▶ **Document passage**
--

A UK-based drugmaker has agreed to pay a record $1.4 billion settlement to the US government in order to end criminal and civil probes into allegations of illegal marketing of opioid addiction treatment medication, according to the Justice Department.
The settlement with Reckitt Benckiser Group (RB Group) will include multiple investigations into a subsidiary, Indivior (formerly Reckitt Benckiser Pharmaceuticals Inc.).
"Opioid withdrawal is difficult, painful, and sometimes dangerous; people struggling to overcome addiction face challenges that can often seem insurmountable," said assistant Attorney General Jody Hunt of the DOJ's Civil Division. "Drug manufacturers marketing products to help opioid addicts are expected to do so honestly and responsibly."
Suboxone, which proved to be a blockbuster-selling drug for Indivior, is an addiction-fighting medication that also contains opioids. Indivior was spun off into a separate company from the RB Group in December 2014, but the exposure and looming litigation and probes related to Suboxone were still attached to the parent company.
On April 9, a federal grand jury in Virginia indicted Indivior for "allegedly engaging in an illicit nationwide scheme to increase prescriptions of Suboxone," according to the DOJ. The company denied the charges and trial is scheduled to start in May 2020.
Federal prosecutors charged that Indivior allegedly marketed a version of Suboxone (Suboxone Film) to medical professionals as less addictive and safer than other drugs containing its active ingredient, the opioid buprenorphine, according to the DOJ statement. -ABC News
According to the indictment, Indivior's "Here to Help" web and phone resources actually funneled opioid-addicted patients to doctors who were actively prescribing Suboxone and other opioids "to more patients than allowed by federal law, at high doses, and in a careless and clinically unwarranted manner."
The company was also accused of discontinuing its tablet form of Suboxone "based on supposed 'concerns regarding pediatric exposure' to tablets, despite Indivior executives' knowledge that the primary reason for the discontinuance was to delay the Food and Drug Administration's approval of generic tablet forms of the drug."

--

Referring expression pointing data:
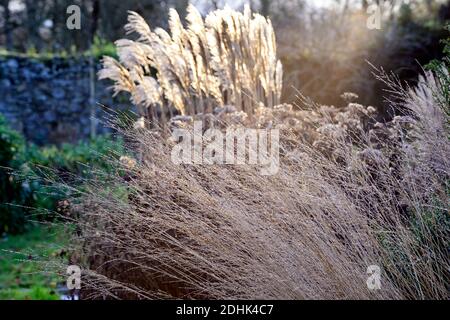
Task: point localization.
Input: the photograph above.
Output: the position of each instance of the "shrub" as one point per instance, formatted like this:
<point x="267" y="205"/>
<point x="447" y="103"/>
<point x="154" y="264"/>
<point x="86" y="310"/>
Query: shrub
<point x="27" y="174"/>
<point x="350" y="193"/>
<point x="227" y="59"/>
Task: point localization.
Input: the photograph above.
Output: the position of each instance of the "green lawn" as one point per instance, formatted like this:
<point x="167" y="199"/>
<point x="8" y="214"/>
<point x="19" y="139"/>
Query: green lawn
<point x="24" y="263"/>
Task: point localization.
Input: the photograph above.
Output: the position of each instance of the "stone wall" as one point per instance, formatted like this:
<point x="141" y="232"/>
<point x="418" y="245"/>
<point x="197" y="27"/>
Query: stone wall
<point x="48" y="100"/>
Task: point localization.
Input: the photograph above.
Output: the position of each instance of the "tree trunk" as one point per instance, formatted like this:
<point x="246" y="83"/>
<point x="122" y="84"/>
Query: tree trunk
<point x="92" y="77"/>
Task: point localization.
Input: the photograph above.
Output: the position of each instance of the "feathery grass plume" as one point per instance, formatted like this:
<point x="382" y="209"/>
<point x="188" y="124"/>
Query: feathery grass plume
<point x="229" y="58"/>
<point x="350" y="193"/>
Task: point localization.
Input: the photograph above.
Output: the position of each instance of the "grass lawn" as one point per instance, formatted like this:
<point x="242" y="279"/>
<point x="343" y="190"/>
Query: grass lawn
<point x="23" y="260"/>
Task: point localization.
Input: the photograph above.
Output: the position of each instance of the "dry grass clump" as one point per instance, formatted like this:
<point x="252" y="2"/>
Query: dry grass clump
<point x="228" y="58"/>
<point x="226" y="232"/>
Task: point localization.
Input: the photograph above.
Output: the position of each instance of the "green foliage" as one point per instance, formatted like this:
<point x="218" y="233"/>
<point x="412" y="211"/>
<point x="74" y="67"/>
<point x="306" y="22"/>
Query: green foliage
<point x="29" y="175"/>
<point x="12" y="193"/>
<point x="23" y="260"/>
<point x="99" y="49"/>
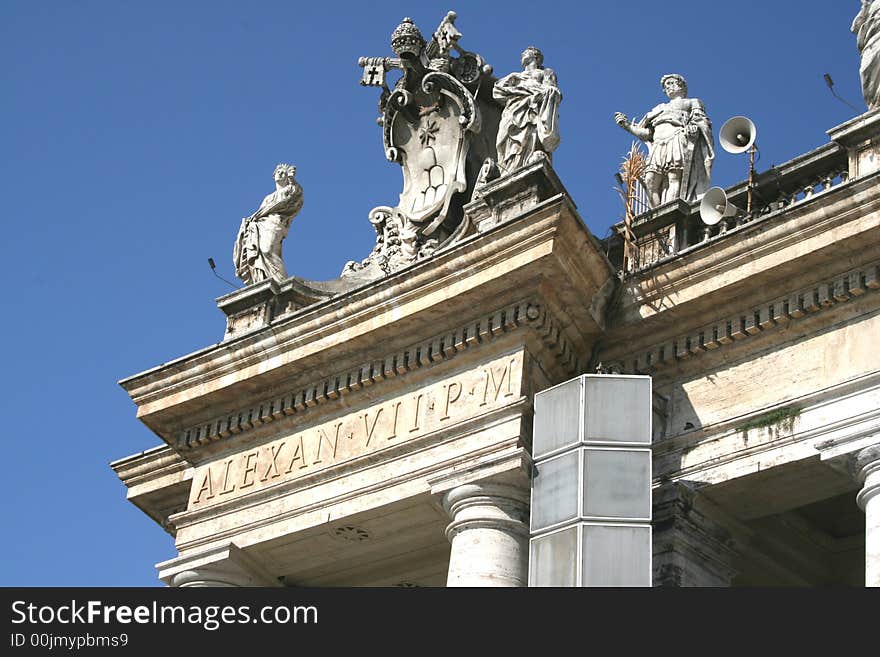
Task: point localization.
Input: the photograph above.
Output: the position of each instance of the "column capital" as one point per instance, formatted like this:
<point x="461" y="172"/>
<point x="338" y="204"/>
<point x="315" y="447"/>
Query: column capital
<point x="866" y="468"/>
<point x="227" y="565"/>
<point x="487" y="505"/>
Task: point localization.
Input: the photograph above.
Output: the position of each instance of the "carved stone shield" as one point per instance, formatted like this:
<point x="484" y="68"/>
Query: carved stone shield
<point x="425" y="132"/>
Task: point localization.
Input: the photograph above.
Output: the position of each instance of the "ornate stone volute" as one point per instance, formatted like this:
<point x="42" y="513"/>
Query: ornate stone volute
<point x="439" y="128"/>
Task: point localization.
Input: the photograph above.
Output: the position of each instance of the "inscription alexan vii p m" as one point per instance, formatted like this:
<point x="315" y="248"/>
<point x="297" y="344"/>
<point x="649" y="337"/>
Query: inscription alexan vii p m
<point x="403" y="418"/>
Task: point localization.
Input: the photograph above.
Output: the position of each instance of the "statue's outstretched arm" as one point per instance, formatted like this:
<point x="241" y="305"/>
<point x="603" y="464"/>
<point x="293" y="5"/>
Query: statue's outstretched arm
<point x="640" y="130"/>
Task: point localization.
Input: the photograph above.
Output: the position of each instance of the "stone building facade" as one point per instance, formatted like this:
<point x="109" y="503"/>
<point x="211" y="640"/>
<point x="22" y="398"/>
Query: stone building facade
<point x="379" y="433"/>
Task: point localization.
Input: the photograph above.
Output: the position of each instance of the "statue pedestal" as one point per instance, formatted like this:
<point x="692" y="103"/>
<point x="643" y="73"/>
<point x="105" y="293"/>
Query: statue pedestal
<point x="512" y="195"/>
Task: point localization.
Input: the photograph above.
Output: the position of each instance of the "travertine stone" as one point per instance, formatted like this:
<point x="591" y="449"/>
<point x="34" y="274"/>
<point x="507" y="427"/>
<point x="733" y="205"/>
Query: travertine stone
<point x="861" y="138"/>
<point x="867" y="466"/>
<point x="529" y="128"/>
<point x="681" y="147"/>
<point x="224" y="566"/>
<point x="690" y="549"/>
<point x="489" y="534"/>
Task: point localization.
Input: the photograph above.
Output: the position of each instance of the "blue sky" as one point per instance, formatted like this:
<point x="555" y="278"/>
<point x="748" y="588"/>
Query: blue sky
<point x="136" y="135"/>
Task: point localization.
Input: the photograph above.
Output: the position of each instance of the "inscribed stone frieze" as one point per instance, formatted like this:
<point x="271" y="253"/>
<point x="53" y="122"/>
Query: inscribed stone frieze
<point x="400" y="419"/>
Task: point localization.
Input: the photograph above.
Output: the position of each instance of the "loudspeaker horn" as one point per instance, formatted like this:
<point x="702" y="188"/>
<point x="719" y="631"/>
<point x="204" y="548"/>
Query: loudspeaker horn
<point x="714" y="207"/>
<point x="737" y="134"/>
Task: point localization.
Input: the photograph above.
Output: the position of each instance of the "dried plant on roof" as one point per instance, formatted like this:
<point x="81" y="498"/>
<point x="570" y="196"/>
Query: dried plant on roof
<point x="632" y="171"/>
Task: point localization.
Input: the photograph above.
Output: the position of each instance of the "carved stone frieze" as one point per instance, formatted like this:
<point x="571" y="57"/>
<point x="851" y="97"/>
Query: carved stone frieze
<point x="422" y="354"/>
<point x="776" y="313"/>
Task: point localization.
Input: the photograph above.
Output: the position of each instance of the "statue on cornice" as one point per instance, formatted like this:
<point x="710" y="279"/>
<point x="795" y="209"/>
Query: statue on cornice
<point x="866" y="27"/>
<point x="529" y="128"/>
<point x="681" y="147"/>
<point x="257" y="252"/>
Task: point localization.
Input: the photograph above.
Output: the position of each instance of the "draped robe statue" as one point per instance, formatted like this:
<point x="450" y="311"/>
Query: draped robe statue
<point x="257" y="252"/>
<point x="529" y="129"/>
<point x="866" y="27"/>
<point x="681" y="147"/>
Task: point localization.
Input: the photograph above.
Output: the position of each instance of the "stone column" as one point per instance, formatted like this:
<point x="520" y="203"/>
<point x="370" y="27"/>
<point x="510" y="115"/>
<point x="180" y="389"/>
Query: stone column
<point x="489" y="533"/>
<point x="690" y="549"/>
<point x="211" y="577"/>
<point x="867" y="468"/>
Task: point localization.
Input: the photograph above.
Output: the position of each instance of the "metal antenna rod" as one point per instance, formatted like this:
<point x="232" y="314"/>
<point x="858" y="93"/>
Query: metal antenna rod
<point x="830" y="84"/>
<point x="214" y="269"/>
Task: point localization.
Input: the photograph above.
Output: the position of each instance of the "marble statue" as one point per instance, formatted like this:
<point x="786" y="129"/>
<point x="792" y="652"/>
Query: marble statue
<point x="866" y="27"/>
<point x="681" y="147"/>
<point x="529" y="128"/>
<point x="257" y="252"/>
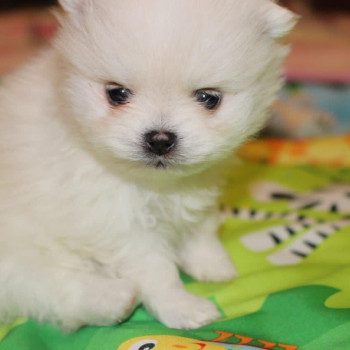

--

▶ **Activity**
According to the opioid settlement article, when was Indivior spun off from the RB Group? These rows were gathered from a separate source.

▶ **Worked solution**
December 2014.